Deve-se pontuar que essa prática governamental de desviar os recursos da Seguridade para outros fins vem de longa data, desde o Governo Fernando Henrique Cardoso, quando ainda era conhecida como Fundo Social de Emergência, portanto, tão antigo quanto o discurso da necessidade de reforma a Previdência, que, aliás, já passou por diversas mudanças ao longo dos anos, cujo principal resultado foi a criação de obstáculos para que o trabalhador tenha mais dificuldades de acesso aos direitos garantidos à época da elaboração da Constituição de 1988.
No atual contexto social, político e econômico, a situação daqueles que vivem do trabalho não é nem de longe alentadora. No plano federal temos um governo não-eleito pelo voto popular, que se aproveita dos altos índices de impopularidade para fazer avançar toda uma agenda de contra-reformas, as quais retiram direitos históricos conquistados com a luta secular dos trabalhadores. Depois da contra-reforma trabalhista, e da terceirização generalizada, que retiraram direitos consagrados na CLT, que irão promover ainda mais a precarização dos trabalhadores, deparamo-nos agora com a possibilidade de uma perversa reforma previdenciária cujo resultado será sem sombra de dúvida o aumento da pobreza e da indigência, e o avanço do mercado sobre os direitos sociais, o que significa que terá proteção social que tiver dinheiro para comprá-la no mercado de bens sociais.

Dados coletados.
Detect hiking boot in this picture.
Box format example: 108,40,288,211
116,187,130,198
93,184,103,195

O que fazer.
1 – Liste os aspectos do contexto atual que o texto cita no começo do segundo parágrafo.
2 – Troque "trabalhadores" por "assalariados" e escreva de novo o texto de "No atual contexto" a "de bens sociais.".
3 – Diga se cada afirmação abaixo está de acordo com o texto, respondendo sim ou não e citando as palavras que decidem.
(a) A prática de desviar os recursos da Seguridade vem desde o Governo Fernando Henrique Cardoso.
(b) O atual governo federal foi eleito pelo voto popular.
(c) A Previdência nunca passou por mudanças ao longo dos anos.

Respostas.
1 – Social, político e econômico.

2 –
No atual contexto social, político e econômico, a situação daqueles que vivem do trabalho não é nem de longe alentadora. No plano federal temos um governo não-eleito pelo voto popular, que se aproveita dos altos índices de impopularidade para fazer avançar toda uma agenda de contra-reformas, as quais retiram direitos históricos conquistados com a luta secular dos assalariados. Depois da contra-reforma trabalhista, e da terceirização generalizada, que retiraram direitos consagrados na CLT, que irão promover ainda mais a precarização dos assalariados, deparamo-nos agora com a possibilidade de uma perversa reforma previdenciária cujo resultado será sem sombra de dúvida o aumento da pobreza e da indigência, e o avanço do mercado sobre os direitos sociais, o que significa que terá proteção social que tiver dinheiro para comprá-la no mercado de bens sociais.

3 –
(a) Sim: "vem de longa data, desde o Governo Fernando Henrique Cardoso".
(b) Não: "um governo não-eleito pelo voto popular".
(c) Não: "já passou por diversas mudanças ao longo dos anos".